-- WORK INSTRUCTION --
Please return every entry below exactly as written, without any of its pictures.

(Collected data)
☆ ☆ ☆ ☆ ☆

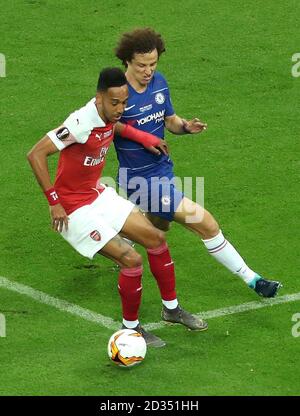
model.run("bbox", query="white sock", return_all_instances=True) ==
[122,319,139,329]
[202,230,257,285]
[162,299,178,309]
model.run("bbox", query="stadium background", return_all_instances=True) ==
[0,0,299,395]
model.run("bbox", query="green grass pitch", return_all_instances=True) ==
[0,0,300,396]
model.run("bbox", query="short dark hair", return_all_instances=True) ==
[115,27,166,67]
[97,67,127,91]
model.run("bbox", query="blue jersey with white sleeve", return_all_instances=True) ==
[114,72,175,173]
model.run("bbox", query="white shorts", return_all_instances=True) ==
[61,186,135,259]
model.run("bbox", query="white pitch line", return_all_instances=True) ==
[145,292,300,330]
[1,276,300,332]
[0,276,121,331]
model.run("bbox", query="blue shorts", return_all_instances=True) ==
[118,160,184,222]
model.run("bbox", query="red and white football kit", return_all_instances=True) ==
[47,98,135,259]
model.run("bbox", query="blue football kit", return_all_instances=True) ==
[114,72,184,221]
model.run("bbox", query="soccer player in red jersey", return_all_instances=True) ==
[27,68,208,348]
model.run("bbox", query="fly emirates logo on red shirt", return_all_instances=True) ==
[83,147,109,166]
[83,127,113,167]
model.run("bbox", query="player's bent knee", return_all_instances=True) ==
[209,219,220,237]
[121,251,143,269]
[198,219,219,239]
[188,212,220,239]
[146,229,166,249]
[158,229,166,245]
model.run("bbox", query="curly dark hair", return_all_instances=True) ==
[115,28,166,67]
[96,67,126,92]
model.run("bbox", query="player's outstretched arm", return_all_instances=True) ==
[165,114,207,135]
[115,122,169,156]
[27,136,69,232]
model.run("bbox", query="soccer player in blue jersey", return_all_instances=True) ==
[113,28,282,324]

☆ ☆ ☆ ☆ ☆

-- ANSWER AREA --
model.run("bbox", query="white sock", return_all_instances=True) ==
[122,319,139,329]
[202,230,257,285]
[162,299,178,309]
model.run("bbox", query="stadium background", return_all_instances=True) ==
[0,0,299,395]
model.run("bbox", query="green grass pitch", return_all_instances=True) ==
[0,0,300,396]
model.run("bbox", query="short dark hair", return_all_instances=True) ==
[115,27,166,67]
[97,67,127,91]
model.run("bbox", query="blue jersey with white sleeve", return_all_instances=True) ==
[114,72,175,173]
model.run("bbox", query="white shorts", return_all_instances=True) ==
[61,186,135,259]
model.run("bbox", query="white pitch line", return_all_instances=True) ==
[145,292,300,330]
[1,276,300,332]
[0,276,121,331]
model.run("bbox", query="blue shorts", return_all_instances=True) ==
[118,160,184,222]
model.run("bbox", query="red and white football kit", return_all_instances=True) ==
[47,98,135,259]
model.run("bbox", query="blue football kit", return_all_instances=True) ==
[114,72,184,221]
model.run("bbox", query="soccer player in red jersey", return_all_instances=True) ==
[27,68,208,348]
model.run("bbox", query="fly emirates logo on red shirt", return_all_instances=True) ==
[83,147,109,166]
[83,127,113,167]
model.run("bbox", query="player's bent knee", return_all_instances=True) ==
[209,219,220,237]
[121,251,143,269]
[198,219,219,239]
[188,212,220,239]
[146,229,166,249]
[158,229,166,245]
model.run("bbox", query="curly dark hair", return_all_instances=True) ==
[115,28,166,67]
[96,67,126,92]
model.run("bbox", query="player's outstretched arm", return_all_instances=True) ==
[165,114,207,135]
[115,122,169,156]
[27,136,69,232]
model.run("bbox", query="soccer player in blue jersey", return_all_instances=True) ==
[113,28,282,324]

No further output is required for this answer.